Recorded information START
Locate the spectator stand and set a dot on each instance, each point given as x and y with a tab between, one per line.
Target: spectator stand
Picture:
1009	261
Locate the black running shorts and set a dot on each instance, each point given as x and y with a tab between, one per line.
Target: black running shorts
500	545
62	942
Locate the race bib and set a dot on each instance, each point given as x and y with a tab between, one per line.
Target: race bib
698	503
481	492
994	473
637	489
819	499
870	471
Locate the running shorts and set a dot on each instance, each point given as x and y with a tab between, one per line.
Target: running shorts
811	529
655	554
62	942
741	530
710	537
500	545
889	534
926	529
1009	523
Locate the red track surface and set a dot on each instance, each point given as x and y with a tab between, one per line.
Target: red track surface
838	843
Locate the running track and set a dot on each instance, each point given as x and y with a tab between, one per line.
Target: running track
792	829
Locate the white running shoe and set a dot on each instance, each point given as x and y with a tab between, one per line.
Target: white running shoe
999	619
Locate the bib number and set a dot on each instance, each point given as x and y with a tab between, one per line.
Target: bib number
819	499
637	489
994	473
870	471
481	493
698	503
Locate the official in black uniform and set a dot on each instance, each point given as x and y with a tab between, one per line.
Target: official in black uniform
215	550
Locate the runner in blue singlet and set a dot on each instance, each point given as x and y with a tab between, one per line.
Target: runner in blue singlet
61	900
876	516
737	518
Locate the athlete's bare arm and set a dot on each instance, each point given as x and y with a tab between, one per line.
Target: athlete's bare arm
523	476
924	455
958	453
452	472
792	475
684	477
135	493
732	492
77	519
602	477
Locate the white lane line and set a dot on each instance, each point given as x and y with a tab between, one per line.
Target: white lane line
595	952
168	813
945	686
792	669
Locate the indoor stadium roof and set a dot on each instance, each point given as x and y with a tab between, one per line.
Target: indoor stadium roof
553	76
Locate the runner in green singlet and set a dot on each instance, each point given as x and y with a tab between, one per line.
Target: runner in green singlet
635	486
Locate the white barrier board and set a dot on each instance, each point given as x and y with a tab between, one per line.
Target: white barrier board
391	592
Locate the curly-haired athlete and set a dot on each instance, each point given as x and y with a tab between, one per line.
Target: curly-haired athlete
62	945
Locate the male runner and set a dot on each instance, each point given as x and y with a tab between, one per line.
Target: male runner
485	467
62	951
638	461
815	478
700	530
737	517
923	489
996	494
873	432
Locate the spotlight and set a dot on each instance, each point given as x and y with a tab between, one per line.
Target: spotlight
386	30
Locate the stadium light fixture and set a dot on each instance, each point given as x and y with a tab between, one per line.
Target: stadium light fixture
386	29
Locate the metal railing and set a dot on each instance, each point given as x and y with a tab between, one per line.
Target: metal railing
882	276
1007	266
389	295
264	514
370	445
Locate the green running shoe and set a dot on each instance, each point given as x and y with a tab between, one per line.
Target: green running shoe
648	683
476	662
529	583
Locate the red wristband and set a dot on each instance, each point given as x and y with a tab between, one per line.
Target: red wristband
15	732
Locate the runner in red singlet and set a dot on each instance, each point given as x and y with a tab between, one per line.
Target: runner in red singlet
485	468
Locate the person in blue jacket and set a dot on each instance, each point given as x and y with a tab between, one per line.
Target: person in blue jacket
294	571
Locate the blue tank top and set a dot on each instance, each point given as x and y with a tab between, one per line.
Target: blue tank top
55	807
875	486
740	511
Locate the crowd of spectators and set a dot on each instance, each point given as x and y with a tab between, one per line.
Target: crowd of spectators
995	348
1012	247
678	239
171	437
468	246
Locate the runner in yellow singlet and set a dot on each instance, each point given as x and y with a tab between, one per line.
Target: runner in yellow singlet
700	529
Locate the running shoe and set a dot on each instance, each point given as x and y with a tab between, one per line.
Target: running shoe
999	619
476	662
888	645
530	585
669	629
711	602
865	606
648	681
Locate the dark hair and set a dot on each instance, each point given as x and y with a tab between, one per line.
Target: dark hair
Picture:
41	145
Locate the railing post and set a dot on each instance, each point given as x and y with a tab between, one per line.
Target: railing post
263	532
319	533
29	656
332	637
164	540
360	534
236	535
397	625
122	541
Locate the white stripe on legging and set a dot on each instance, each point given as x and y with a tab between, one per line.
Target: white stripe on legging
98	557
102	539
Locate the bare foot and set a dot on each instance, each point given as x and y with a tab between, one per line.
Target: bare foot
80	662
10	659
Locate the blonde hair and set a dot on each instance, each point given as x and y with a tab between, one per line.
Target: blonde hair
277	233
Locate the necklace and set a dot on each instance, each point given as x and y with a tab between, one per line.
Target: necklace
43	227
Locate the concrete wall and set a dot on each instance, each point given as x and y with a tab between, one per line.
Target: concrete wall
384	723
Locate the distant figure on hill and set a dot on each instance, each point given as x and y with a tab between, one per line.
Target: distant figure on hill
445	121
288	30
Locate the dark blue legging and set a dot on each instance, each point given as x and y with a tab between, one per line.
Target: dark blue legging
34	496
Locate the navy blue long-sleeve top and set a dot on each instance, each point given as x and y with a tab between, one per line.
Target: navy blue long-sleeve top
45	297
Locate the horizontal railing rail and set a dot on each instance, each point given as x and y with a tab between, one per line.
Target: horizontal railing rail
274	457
Recorded information END
Select the lines from the entries that include the word "stand".

Locate the spectator stand and set a dot on each instance, each point given as x and y with a tab between, one per line.
Target: spectator stand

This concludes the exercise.